** Task to carry out **
Your task is to transcribe the entries below exactly, beginning with the line containing "Target: metal basket handle" and ending with the final line, and to add nothing else.

** Data listing **
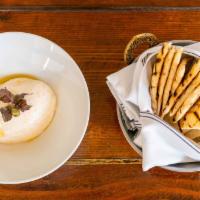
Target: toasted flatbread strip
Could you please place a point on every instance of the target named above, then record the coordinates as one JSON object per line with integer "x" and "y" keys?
{"x": 188, "y": 103}
{"x": 189, "y": 77}
{"x": 174, "y": 65}
{"x": 179, "y": 74}
{"x": 164, "y": 75}
{"x": 156, "y": 74}
{"x": 192, "y": 119}
{"x": 185, "y": 94}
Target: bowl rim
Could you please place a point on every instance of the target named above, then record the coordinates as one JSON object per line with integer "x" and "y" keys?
{"x": 86, "y": 120}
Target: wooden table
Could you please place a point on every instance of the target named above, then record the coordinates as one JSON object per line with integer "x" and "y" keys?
{"x": 95, "y": 34}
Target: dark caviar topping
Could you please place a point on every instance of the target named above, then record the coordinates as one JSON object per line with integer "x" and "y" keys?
{"x": 16, "y": 104}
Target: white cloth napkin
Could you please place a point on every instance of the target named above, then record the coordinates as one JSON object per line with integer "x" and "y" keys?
{"x": 160, "y": 145}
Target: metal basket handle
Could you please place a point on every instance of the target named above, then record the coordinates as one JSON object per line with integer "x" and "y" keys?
{"x": 136, "y": 41}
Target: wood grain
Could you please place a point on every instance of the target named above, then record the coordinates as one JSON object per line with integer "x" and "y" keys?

** Answer section **
Target: metal basket handle
Could you please place a point on every instance of the target named above, then record the coordinates as one JSON object per line with integer "x" and "y" keys?
{"x": 136, "y": 41}
Target: wood grain
Could you please place a point on every instance of the target named above, then record the coordinates as one JSON object per line with integer "x" and "y" keys?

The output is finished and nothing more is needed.